Start of Dataset records

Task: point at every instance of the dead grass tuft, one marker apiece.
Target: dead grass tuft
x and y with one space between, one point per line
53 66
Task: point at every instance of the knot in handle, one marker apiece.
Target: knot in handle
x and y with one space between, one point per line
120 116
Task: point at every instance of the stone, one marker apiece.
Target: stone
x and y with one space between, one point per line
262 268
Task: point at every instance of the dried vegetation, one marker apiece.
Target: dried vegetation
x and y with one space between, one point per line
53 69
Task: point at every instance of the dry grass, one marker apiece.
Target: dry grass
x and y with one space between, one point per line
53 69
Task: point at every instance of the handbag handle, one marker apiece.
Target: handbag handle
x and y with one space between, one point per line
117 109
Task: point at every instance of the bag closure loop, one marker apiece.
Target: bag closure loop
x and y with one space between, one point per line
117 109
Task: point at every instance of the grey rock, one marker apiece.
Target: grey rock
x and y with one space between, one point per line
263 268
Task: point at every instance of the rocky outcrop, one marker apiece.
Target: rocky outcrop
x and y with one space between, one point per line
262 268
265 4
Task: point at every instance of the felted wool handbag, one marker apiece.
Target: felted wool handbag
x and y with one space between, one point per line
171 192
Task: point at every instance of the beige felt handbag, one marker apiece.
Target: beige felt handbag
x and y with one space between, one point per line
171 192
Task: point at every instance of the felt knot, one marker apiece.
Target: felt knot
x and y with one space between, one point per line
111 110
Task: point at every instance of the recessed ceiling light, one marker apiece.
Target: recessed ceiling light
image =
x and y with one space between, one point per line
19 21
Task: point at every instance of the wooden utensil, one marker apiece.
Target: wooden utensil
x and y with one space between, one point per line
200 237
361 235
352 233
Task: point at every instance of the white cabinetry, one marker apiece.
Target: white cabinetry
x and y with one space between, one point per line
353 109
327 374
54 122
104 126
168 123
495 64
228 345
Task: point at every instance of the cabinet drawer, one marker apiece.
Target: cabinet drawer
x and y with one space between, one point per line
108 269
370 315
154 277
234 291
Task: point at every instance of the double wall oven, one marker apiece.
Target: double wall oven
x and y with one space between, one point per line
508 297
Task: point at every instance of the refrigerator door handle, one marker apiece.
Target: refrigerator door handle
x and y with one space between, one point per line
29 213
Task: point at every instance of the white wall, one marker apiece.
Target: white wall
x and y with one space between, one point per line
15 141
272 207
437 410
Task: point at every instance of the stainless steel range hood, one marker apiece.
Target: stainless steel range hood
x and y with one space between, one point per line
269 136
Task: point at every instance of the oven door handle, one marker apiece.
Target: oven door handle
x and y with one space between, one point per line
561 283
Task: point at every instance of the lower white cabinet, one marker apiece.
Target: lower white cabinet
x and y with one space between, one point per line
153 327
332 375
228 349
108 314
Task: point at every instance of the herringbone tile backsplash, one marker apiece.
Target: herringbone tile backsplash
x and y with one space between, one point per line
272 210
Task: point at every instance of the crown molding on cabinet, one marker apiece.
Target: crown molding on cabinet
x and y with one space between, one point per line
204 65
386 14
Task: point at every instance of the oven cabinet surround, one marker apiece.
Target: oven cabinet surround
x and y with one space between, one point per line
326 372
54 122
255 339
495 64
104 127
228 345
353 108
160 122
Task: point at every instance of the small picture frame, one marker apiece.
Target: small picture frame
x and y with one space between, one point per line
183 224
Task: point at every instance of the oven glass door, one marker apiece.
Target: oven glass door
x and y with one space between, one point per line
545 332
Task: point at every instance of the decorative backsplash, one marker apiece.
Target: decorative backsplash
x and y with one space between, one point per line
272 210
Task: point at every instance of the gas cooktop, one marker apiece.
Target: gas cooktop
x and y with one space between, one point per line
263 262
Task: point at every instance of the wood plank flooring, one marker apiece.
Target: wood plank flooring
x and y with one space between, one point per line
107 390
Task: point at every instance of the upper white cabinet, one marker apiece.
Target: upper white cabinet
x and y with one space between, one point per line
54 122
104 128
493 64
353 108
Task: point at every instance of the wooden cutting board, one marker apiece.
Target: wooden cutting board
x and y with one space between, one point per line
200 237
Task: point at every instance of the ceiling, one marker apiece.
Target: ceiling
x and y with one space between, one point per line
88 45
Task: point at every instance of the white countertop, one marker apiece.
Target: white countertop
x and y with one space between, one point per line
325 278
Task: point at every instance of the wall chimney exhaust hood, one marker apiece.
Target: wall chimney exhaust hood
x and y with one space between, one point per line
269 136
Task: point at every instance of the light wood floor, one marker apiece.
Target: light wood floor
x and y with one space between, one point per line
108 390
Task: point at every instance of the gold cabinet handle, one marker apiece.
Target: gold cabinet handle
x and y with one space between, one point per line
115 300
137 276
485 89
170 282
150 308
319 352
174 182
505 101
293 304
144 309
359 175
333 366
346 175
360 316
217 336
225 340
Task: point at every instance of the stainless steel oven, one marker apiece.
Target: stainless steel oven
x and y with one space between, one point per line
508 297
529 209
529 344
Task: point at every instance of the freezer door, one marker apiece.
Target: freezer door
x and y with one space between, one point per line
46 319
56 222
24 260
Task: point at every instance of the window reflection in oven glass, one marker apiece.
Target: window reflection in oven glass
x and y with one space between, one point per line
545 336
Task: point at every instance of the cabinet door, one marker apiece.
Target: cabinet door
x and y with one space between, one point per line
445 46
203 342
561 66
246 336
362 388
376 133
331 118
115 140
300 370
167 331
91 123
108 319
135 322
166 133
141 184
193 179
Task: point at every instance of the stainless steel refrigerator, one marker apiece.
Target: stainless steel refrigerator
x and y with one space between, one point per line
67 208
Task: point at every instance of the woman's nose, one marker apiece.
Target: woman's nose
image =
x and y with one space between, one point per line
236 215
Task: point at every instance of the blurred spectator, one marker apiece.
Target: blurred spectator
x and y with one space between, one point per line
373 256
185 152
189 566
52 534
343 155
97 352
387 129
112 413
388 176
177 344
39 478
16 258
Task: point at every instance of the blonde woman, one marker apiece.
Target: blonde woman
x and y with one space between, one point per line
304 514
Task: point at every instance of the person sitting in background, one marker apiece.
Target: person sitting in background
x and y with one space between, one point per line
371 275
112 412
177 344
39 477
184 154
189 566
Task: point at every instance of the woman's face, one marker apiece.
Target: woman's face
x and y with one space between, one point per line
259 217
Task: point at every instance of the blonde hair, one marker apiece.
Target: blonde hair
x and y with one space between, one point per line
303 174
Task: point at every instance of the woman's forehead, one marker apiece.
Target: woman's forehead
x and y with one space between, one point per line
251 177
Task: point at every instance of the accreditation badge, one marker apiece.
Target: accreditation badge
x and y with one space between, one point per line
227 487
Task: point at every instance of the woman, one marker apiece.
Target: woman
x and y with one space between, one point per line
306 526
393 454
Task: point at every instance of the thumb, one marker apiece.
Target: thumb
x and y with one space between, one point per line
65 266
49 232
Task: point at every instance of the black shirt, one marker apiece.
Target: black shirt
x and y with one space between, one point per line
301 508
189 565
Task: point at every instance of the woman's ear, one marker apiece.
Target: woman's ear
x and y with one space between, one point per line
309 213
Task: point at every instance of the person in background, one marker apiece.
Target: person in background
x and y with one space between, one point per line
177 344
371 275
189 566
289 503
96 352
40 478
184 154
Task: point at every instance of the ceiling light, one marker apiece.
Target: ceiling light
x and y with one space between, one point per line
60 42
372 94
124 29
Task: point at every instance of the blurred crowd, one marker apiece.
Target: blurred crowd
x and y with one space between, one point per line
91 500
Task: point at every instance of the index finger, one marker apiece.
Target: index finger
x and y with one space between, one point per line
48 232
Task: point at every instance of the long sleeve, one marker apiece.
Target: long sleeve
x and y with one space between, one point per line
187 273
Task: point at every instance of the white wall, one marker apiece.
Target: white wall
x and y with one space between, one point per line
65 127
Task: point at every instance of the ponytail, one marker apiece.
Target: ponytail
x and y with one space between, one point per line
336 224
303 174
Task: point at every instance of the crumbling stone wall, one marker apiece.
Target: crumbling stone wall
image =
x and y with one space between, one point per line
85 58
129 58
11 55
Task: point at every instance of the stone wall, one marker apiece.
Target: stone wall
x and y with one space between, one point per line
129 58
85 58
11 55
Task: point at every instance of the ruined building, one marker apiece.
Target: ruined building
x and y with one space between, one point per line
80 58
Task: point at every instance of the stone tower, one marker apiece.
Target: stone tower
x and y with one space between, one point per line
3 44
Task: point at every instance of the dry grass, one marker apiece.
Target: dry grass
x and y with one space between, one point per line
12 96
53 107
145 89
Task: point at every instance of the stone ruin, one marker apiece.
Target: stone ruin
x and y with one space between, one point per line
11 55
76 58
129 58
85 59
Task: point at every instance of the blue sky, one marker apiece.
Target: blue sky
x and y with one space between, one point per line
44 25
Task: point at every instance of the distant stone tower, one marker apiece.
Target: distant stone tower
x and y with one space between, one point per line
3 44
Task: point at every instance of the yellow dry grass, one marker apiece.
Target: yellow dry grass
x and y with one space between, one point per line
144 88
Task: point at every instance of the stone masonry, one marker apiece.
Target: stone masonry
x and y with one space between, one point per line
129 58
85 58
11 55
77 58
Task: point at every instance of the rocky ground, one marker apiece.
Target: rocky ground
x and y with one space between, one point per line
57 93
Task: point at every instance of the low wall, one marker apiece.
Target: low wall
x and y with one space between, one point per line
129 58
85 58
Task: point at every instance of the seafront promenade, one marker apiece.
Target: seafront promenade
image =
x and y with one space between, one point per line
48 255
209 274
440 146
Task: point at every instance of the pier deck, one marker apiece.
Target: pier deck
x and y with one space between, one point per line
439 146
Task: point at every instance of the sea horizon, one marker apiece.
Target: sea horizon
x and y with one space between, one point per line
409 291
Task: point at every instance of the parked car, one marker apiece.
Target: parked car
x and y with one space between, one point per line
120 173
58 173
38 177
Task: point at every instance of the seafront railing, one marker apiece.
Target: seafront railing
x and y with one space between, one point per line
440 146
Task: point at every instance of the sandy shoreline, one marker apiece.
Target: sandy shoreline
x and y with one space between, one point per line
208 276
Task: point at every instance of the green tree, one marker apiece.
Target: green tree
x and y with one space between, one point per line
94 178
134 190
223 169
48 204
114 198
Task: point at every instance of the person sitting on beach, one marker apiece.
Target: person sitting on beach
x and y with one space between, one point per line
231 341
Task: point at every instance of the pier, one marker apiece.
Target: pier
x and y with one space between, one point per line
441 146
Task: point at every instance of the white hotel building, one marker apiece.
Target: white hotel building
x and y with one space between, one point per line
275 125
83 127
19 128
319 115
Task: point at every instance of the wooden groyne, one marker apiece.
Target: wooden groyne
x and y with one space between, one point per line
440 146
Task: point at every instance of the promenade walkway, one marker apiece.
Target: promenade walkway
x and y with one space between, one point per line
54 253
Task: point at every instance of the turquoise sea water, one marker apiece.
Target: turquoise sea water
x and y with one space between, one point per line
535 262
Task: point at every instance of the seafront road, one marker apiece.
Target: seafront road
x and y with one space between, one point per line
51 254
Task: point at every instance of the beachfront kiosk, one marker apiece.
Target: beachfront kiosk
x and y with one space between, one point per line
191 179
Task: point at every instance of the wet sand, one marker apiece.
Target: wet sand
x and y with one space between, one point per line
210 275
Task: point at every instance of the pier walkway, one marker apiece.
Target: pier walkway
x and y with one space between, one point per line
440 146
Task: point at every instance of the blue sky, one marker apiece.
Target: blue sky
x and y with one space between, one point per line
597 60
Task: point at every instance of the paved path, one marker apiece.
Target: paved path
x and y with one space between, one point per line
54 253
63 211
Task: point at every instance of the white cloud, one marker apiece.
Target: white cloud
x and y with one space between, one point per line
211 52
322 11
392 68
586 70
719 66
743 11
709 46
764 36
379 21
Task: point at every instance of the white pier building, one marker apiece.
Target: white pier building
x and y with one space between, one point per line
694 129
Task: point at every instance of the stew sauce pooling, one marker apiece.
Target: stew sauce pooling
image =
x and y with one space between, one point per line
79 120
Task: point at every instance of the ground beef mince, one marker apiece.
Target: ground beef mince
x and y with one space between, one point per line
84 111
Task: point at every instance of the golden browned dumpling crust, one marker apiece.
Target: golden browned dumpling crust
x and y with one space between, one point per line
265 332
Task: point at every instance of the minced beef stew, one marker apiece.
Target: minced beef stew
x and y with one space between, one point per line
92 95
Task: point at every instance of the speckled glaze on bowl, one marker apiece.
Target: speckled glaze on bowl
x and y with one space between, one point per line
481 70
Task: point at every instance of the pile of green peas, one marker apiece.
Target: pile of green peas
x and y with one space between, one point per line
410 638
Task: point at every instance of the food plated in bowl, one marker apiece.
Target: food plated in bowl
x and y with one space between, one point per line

End of Dataset records

Copy the stretch of the data above from the line containing "Task: point at every instance of the paved" through the final line, reproducing every line character for character.

Written answer:
Task: point at every instance of the paved path, one marker apiece.
Target: paved path
x and y with one space between, one point per line
54 253
63 211
Task: point at every instance of the white cloud, one marker apiece.
Target: white cloud
x and y with one space between, one point per line
211 52
322 11
392 68
586 70
719 66
743 11
709 46
764 36
379 21
Task: point at every instance of the white pier building, one marker apiece.
Target: white pier building
x and y with one space between, one point per line
694 129
Task: point at every instance of the stew sauce pooling, one marker apiece.
Target: stew sauce pooling
image =
x and y with one space between, one point per line
79 120
Task: point at every instance of the ground beef mince, one marker apiece.
Target: ground beef mince
x and y with one space between, one point per line
84 111
Task: point at every instance of the golden browned dumpling crust, one marker apiece.
Target: golden browned dumpling crust
x and y with one space between, one point per line
265 332
Task: point at every instance of the minced beef stew, one marker apiece.
Target: minced beef stew
x and y with one space between, one point per line
92 95
Task: point at every instance of the speckled glaze on bowl, one marker apiece.
Target: speckled glaze on bowl
x and y with one space between, one point per line
481 70
Task: point at every instance of the pile of green peas, one marker apiece.
Target: pile of green peas
x and y with one space between, one point per line
410 638
Task: point at every instance of the food plated in bowl, one marker apiece.
Target: food plated in bowl
x and y with one space between, one point per line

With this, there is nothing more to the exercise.